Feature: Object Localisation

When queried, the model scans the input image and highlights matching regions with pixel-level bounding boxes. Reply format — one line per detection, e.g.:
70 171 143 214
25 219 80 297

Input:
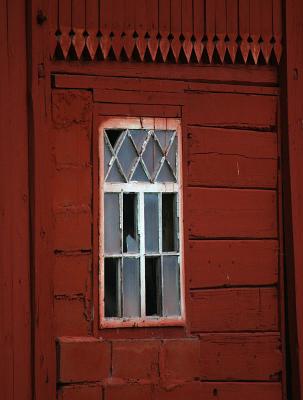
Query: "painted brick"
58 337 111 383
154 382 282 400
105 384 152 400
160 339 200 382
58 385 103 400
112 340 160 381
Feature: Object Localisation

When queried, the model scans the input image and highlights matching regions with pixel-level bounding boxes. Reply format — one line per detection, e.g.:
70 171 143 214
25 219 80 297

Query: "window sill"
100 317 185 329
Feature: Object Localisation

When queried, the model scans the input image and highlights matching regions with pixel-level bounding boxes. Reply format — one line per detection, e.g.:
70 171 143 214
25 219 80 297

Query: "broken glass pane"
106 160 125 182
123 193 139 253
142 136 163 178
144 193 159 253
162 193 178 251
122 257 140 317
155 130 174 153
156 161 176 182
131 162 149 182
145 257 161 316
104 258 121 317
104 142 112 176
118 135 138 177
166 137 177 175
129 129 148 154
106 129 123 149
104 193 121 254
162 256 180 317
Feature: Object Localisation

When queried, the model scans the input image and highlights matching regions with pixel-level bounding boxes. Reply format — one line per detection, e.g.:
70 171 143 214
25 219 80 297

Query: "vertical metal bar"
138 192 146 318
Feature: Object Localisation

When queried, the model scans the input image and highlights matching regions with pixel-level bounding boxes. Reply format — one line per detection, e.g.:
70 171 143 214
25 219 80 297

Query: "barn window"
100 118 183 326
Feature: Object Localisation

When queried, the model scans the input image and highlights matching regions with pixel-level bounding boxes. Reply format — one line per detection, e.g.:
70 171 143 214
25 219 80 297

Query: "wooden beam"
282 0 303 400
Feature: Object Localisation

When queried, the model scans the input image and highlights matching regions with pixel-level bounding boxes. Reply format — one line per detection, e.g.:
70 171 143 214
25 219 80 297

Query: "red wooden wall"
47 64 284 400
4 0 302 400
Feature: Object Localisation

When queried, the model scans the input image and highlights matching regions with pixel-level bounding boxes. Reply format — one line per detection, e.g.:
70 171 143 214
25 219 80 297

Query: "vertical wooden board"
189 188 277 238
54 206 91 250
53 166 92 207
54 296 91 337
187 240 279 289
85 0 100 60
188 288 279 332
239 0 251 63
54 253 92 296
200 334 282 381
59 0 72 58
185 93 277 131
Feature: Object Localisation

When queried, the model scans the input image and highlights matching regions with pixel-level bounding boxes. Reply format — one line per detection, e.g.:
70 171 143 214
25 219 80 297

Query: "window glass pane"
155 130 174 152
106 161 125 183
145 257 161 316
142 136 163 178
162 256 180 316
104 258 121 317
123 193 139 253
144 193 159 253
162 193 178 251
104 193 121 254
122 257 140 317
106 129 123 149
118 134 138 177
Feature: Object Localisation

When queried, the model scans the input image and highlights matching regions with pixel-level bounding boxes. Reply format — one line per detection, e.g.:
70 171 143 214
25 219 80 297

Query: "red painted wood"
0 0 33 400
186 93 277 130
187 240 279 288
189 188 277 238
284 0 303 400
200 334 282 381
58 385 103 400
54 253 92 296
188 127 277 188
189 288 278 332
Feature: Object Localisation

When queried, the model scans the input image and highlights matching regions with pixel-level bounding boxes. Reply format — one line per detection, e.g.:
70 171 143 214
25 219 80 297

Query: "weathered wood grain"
--------------------------------
What is required: Rewrite all of the material above as a numbered list with one line per entry, skipping blank lines and leaving out the pictures.

The output:
1. Feature: Object Localisation
2. When queried, the model scans the input image and highlights matching regions with pixel-level bounding boxes. Reply format — one line per detection, e.g.:
3. 70 171 143 214
4. 25 219 80 297
5. Input:
6. Query: "painted brick"
7. 58 337 111 383
8. 154 382 282 400
9. 105 384 152 400
10. 160 339 200 382
11. 58 385 103 400
12. 112 340 160 381
13. Feature: Object Localisation
14. When queried, the model scans the input image and highlights matching regions with pixel-level bounding boxes. Reply format — one line per detection, e.g.:
15. 70 171 143 214
16. 25 219 80 297
17. Query: "window sill"
18. 100 317 185 329
19. Feature: Object Localisation
20. When queried, the model scans the input image and highlights matching regions with pixel-level bounding boxes. Reply format — one line per detection, e.g.:
21. 70 171 143 214
22. 25 219 80 297
23. Query: "broken glass pane"
24. 106 160 125 182
25. 123 193 139 253
26. 142 136 163 178
27. 144 193 159 253
28. 162 193 178 251
29. 122 257 140 317
30. 155 130 174 153
31. 156 161 176 182
32. 131 162 149 182
33. 145 257 161 316
34. 104 258 121 317
35. 104 142 112 176
36. 118 135 138 177
37. 166 137 177 175
38. 129 129 148 154
39. 106 129 123 149
40. 104 193 121 254
41. 162 256 180 317
42. Feature: Object Localisation
43. When queried, the model scans the input image and highlights matching regions with pixel-level bounding boxes. Reply format — one line per detection, e.g.:
44. 70 171 143 214
45. 25 219 80 297
46. Query: "vertical metal bar"
47. 138 192 146 318
48. Feature: Object Localisation
49. When queried, the model scans the input image and highlights matching regions with pixel-level bounding boxes. Reply format — one line per detection, e.g.:
50. 70 171 143 214
51. 25 219 80 297
52. Query: "barn window"
53. 100 118 183 326
54. Feature: Object Localisation
55. When queried, the model scans the input image and highlights matching regions with pixel-level bounding boxes. Reply format — one line per detection, e.g.:
56. 70 171 143 214
57. 25 219 80 297
58. Query: "wooden beam"
59. 282 0 303 400
60. Feature: Object Localisation
61. When queried, the model scans the input image and highlights matching regions with pixel-level bounding boxes. Reply format — one line per detection, e.g.:
62. 70 171 143 214
63. 25 219 80 297
64. Query: "red wooden wall"
65. 47 64 284 400
66. 4 0 302 400
67. Feature: Object Localisation
68. When queried, the model scans the input image and highlights matching regions with pixel-level bounding boxes. Reply format — one line per detection, e.g.:
69. 70 171 143 214
70. 25 219 80 297
71. Query: "vertical wooden board"
72. 189 188 277 238
73. 54 206 91 250
74. 53 166 92 207
75. 54 296 91 337
76. 187 240 279 289
77. 85 0 100 60
78. 188 288 279 332
79. 239 0 251 63
80. 54 253 92 296
81. 200 334 282 381
82. 59 0 72 58
83. 185 93 277 131
84. Feature: Object Localisation
85. When queried, the model scans the input image and highlights matching regions with pixel-level bounding boxes. Reply format — one line per detection, e.g.:
86. 70 171 143 214
87. 25 219 80 297
88. Query: "window glass pane"
89. 155 130 174 152
90. 106 161 125 183
91. 145 257 161 316
92. 142 136 163 178
93. 162 256 180 316
94. 104 258 121 317
95. 123 193 139 253
96. 144 193 159 253
97. 162 193 178 251
98. 104 193 121 254
99. 122 257 140 317
100. 106 129 123 149
101. 118 134 138 177
102. Feature: Object Localisation
103. When queried, the model scans the input image and highlights matching regions with pixel-level bounding boxes. Reply format — one line per detection, e.g.:
104. 70 171 143 214
105. 25 219 80 297
106. Query: "red painted wood"
107. 0 0 33 400
108. 186 93 277 130
109. 187 240 279 288
110. 189 188 277 238
111. 284 0 303 400
112. 200 334 282 381
113. 58 385 103 400
114. 54 253 92 296
115. 188 127 277 188
116. 189 288 278 332
117. Feature: Object Localisation
118. When queried, the model scans the input image and highlights matching regions with pixel-level bounding boxes. Reply format — one line per detection, e.g.:
119. 70 171 143 214
120. 25 219 80 297
121. Query: "weathered wood grain"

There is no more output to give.